### 操作要求
**a)** 根据原文,若改用 GPU 版,nd4j.backend 应设为什么?
**b)** 请依据原文,判断下列说法是否成立,并逐条引用原文中起决定作用的文字:(i)所用 Spring Boot 版本为 3.2.x;(ii)OpenCV 是必需组件;(iii)所用 DeepLearning4j 版本为 1.0.0-M2.1。
**c)** 请接续关于钟表图片识别的原文,从其最后一句之后往下写。

### 原文
§

使用Spring Boot + DeepLearning4j(DL4J)的钟表图片识别

要实现这个功能的思路是:训练一个 DL4J 图像分类模型识别钟表类型 / 状态(如数字钟、指针钟、特定品牌钟表等),再通过 Spring Boot 提供 HTTP 接口接收图片,调用训练好的模型返回识别结果。

使用Spring Boot + DeepLearning4j(DL4J)的钟表图片识别

一、环境准备

1. 技术栈版本

  • JDK 11+(DL4J 对 JDK8 兼容性一般,推荐 11)
  • Spring Boot 3.2.x
  • DeepLearning4j 1.0.0-M2.1(稳定版,支持 CNN 图像分类)
  • ND4J(DL4J 依赖的数值计算库)
  • OpenCV(可选,用于图片预处理,如尺寸统一、灰度化)

2. Maven 依赖(pom.xml)

<?xml version="1.0" encoding="UTF-8"?>
<project xmlns="http://maven.apache.org/POM/4.0.0"
         xmlns:xsi="http://www.w3.org/2001/XMLSchema-instance"
         xsi:schemaLocation="http://maven.apache.org/POM/4.0.0 https://maven.apache.org/xsd/maven-4.0.0.xsd">
    <modelVersion>4.0.0</modelVersion>
    <parent>
        <groupId>org.springframework.boot</groupId>
        <artifactId>spring-boot-starter-parent</artifactId>
        <version>3.2.1</version>
        <relativePath/>
    </parent>
    <groupId>com.example</groupId>
    <artifactId>clock-recognition</artifactId>
    <version>0.0.1-SNAPSHOT</version>
    <name>clock-recognition</name>
    <description>Spring Boot + DL4J 钟表图片识别</description>

    <properties>
        <java.version>11</java.version>
        <dl4j.version>1.0.0-M2.1</dl4j.version>
        <nd4j.backend>nd4j-native-platform</nd4j.backend> <!-- CPU版,GPU版用nd4j-cuda-11.8-platform -->
    </properties>

    <dependencies>
        <!-- Spring Boot核心 -->
        <dependency>
            <groupId>org.springframework.boot</groupId>
            <artifactId>spring-boot-starter-web</artifactId>
        </dependency>
        <dependency>
            <groupId>org.springframework.boot</groupId>
            <artifactId>spring-boot-starter-test</artifactId>
            <scope>test</scope>
        </dependency>

        <!-- DL4J核心依赖 -->
        <dependency>
            <groupId>org.deeplearning4j</groupId>
            <artifactId>deeplearning4j-core</artifactId>
            <version>${dl4j.version}</version>
        </dependency>
        <dependency>
            <groupId>org.deeplearning4j</groupId>
            <artifactId>deeplearning4j-zoo</artifactId> <!-- 预训练模型 zoo(可选) -->
            <version>${dl4j.version}</version>
        </dependency>
        <dependency>
            <groupId>org.nd4j</groupId>
            <artifactId>${nd4j.backend}</artifactId>
            <version>${dl4j.version}</version>
        </dependency>

        <!-- 图片处理 -->
        <dependency>
            <groupId>org.bytedeco</groupId>
            <artifactId>javacv-platform</artifactId> <!-- 替代OpenCV,简化依赖 -->
            <version>1.5.9</version>
        </dependency>

        <!-- 工具类 -->
        <dependency>
            <groupId>commons-io</groupId>
            <artifactId>commons-io</artifactId>
            <version>2.15.1</version>
        </dependency>
    </dependencies>

    <build>
        <plugins>
            <plugin>
                <groupId>org.springframework.boot</groupId>
                <artifactId>spring-boot-maven-plugin</artifactId>
            </plugin>
        </plugins>
    </build>
</project>

二、核心步骤

1. 数据集准备

  • 类别定义:如数字钟、指针钟、智能手表(可根据需求扩展)

§

### 所给资料

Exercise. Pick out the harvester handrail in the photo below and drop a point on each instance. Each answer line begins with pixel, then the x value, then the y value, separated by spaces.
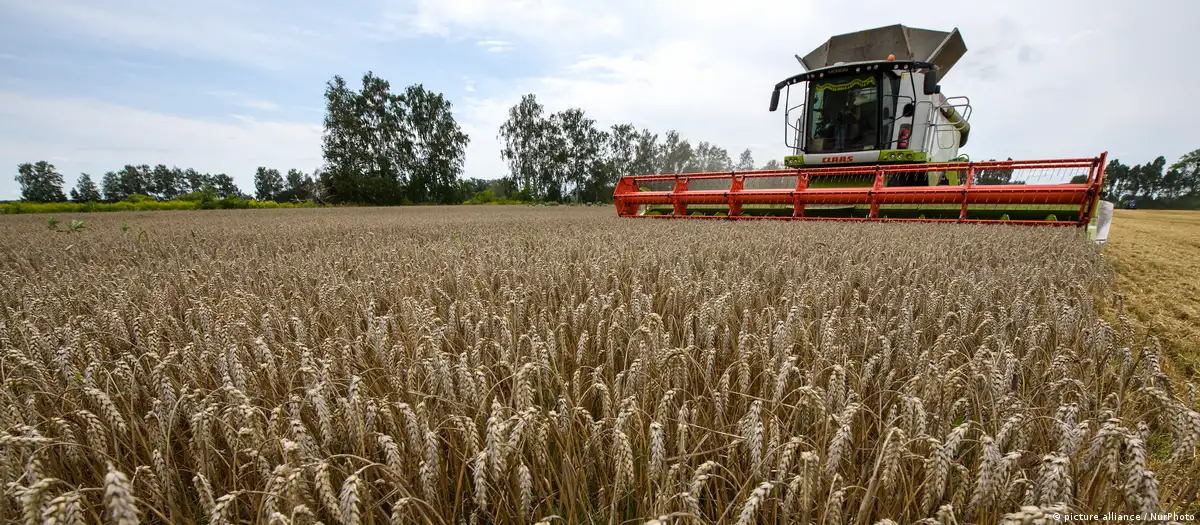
pixel 870 169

§

### 参考答案
**a)** nd4j-cuda-11.8-platform

**b)**
(i)是。"Spring Boot 3.2.x"
(ii)否。"OpenCV(可选,用于图片预处理,如尺寸统一、灰度化)"
(iii)是。"DeepLearning4j 1.0.0-M2.1(稳定版,支持 CNN 图像分类)"

**c)**
  • 数据集结构(推荐 ImageNet 格式):

dataset/ train/ 数字钟/ img1.jpg img2.jpg … 指针钟/ img1.jpg … 智能手表/ … val/ # 验证集(约占总数据20%) 数字钟/ … …

  • 数据量要求:每个类别至少 50 张图片(数据量越大,模型精度越高)
  • 数据增强(可选,提升泛化能力):旋转、缩放、翻转、亮度调整等

2. DL4J 模型训练(CNN 分类模型)

使用 DL4J 的ComputationGraph构建卷积神经网络,步骤如下:

(1)数据加载与预处理

import org.deeplearning4j.datasets.datavec.RecordReaderDataSetIterator;
import org.datavec.api.io.filters.BalancedPathFilter;
import org.datavec.api.split.FileSplit;
import org.datavec.image.loader.NativeImageLoader;
import org.datavec.image.recordreader.ImageRecordReader;
import org.nd4j.linalg.dataset.api.iterator.DataSetIterator;

import java.io.File;
import java.util.Random;

public class DataLoader {
    // 图片尺寸(统一缩放为224x224,适配CNN)
    private static final int HEIGHT = 224;
    private static final int WIDTH = 224;
    private static final int CHANNELS = 3; // RGB彩色图
    private static final int BATCH_SIZE = 16; // 批次大小
    private static final int NUM_CLASSES = 3; // 类别数(数字钟、指针钟、智能手表)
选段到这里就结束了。